[Questions on the material]:
1/ From the article on childcare during residency, extract the passage from "Many hospitals have" up to and including "stay open late.".
2/ According to the article on childcare during residency, what do many hospitals offer employees who use their on-site daycares?
3/ Give what follows the last sentence shown in the article on childcare during residency.

--- Passage ---

Do Hospitals Have Daycares for Residents?

As many of you know, the residency match is completely unpredictable. Some graduating medical students will move closer to family, while others might have to move several states away from home. The latter scenario can definitely be a challenge if you have kids, leading you to question do hospitals have daycares for residents to use?

So, what do you do if you have children, a spouse who works, and you’re far away from home? And, how can you find quality, yet affordable, childcare that will accommodate the intense schedule of a resident?

It might seem impossible, but it’s not. Below are a few ideas.

5 Childcare Options You Can Use During Residency

  1. Use a Day Care Affiliated With a Hospital
  2. Hire an Au Pair
  3. Seek Out Flexible Jobs
  4. Consider Living Apart
  5. Build Your Own Village

1. Use a Day Care Affiliated With a Hospital

Many hospitals have daycares on campus, and these daycares are familiar with the unpredictable schedules of physicians. These daycares are often open early and stay open late.

If you are still in medical school and you know you want to have children in residency (or already do have children,) make this a part of your residency program research.

Find out which hospitals have daycares on-site, what their hours are, and what would happen if you need them to watch your children later than usual.

Many hospitals offer a reduced rate on childcare costs for their employees if they use their on-site daycares, so this is a great option for many residents.

2. Hire an Au Pair

An au pair is a nanny who comes to live in your home from another country for a set period of time, usually a year.

There are many different agencies that can match you with an au pair. Some of the most popular ones are:

Keep in mind, this is also a great way to have your children learn a second language early on.

--- Exercise data ---

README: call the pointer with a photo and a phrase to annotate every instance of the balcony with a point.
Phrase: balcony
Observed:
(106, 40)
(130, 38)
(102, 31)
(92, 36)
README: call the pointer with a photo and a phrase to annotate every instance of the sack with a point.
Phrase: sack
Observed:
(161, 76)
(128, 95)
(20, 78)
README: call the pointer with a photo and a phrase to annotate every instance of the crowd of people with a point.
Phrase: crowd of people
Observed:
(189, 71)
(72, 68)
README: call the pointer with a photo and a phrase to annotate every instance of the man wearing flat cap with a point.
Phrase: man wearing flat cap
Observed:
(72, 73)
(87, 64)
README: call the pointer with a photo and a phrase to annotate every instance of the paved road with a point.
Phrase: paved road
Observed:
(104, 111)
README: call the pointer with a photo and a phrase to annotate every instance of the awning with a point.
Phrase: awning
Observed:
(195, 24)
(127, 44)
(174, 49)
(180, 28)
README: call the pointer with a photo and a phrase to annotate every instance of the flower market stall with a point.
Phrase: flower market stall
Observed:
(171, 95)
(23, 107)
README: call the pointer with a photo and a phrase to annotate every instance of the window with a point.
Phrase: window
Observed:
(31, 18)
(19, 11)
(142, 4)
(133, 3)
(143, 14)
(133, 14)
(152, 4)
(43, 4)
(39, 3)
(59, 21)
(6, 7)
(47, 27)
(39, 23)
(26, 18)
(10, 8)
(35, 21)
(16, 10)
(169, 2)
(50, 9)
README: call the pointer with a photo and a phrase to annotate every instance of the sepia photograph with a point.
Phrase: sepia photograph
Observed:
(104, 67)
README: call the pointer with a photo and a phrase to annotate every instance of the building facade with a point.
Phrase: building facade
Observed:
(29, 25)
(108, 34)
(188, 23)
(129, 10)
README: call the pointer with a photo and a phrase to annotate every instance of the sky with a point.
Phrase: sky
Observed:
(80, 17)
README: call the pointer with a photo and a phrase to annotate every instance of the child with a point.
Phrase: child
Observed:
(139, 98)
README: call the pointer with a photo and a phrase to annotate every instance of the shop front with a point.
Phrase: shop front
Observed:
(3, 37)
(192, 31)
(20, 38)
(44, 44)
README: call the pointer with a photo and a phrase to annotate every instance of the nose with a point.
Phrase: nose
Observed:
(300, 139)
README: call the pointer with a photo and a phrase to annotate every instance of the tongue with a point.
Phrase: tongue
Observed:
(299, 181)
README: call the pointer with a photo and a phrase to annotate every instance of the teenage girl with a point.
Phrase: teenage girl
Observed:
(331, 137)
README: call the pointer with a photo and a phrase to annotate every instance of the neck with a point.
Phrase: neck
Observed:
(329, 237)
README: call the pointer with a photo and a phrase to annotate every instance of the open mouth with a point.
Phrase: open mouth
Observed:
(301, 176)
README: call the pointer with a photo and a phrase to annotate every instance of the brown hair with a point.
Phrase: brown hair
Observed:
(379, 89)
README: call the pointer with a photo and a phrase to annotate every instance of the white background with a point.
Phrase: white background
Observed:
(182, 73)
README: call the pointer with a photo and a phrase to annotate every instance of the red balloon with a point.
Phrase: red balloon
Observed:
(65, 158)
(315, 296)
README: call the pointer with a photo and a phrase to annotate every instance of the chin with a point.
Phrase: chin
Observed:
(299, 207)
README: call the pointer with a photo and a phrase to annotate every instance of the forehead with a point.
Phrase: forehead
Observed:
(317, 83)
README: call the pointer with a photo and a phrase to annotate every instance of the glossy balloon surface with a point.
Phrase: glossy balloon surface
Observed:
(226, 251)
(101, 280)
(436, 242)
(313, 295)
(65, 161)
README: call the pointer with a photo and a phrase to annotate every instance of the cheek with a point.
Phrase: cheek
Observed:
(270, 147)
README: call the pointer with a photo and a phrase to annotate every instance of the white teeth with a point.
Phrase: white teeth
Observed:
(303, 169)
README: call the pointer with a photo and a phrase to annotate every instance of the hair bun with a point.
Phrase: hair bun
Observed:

---

[Answers to each task]:
1/
Many hospitals have daycares on campus, and these daycares are familiar with the unpredictable schedules of physicians. These daycares are often open early and stay open late.

2/ A reduced rate on childcare costs.

3/
Au pairs can work flexible hours up to a certain amount each week. So, if you have to work on a Sunday but you’re off on a Monday because you’re post-call, you can ask your au pair to work on days that you need her to.

You will have to provide food, housing, and some educational costs for your au pair. So, before making this decision, sit down and run the numbers, comparing the cost to hire an au pair with the cost of putting your children in daycare.

Chances are, if you have more than one child, an au pair can be a wise financial choice.

3. Seek Out Flexible Jobs

My friend, Catherine Alford, is a wife of a second-year resident and the mother of 3-year-old boy/girl twins. Cat spent time building a blog with the goal of becoming self-employed when she became a parent.

She knew that she wanted a job she could take with her anywhere since she had no idea where her husband would match for residency.

Today, her blog and freelance writing business now produce a full-time income, but she only pays for 25 hours of childcare a week.

Because she can work when her young children nap and after they fall asleep at night, she’s been able to manage her freelance clients while being a mom too.

Of course, becoming a blogger isn’t the only flexible job in existence. Spouses of residents who have kids can learn new skills, like graphic design and coding, and learn how to build businesses during their off hours.

I personally enjoy being an entrepreneur because of the flexible hours. I can speak with my physician clients in the morning, pick up my son from preschool, and work more at night after my children go to sleep.

My wife and I have found a way for her to pursue her career as a pediatric pulmonologist and for me to grow my financial planning practice.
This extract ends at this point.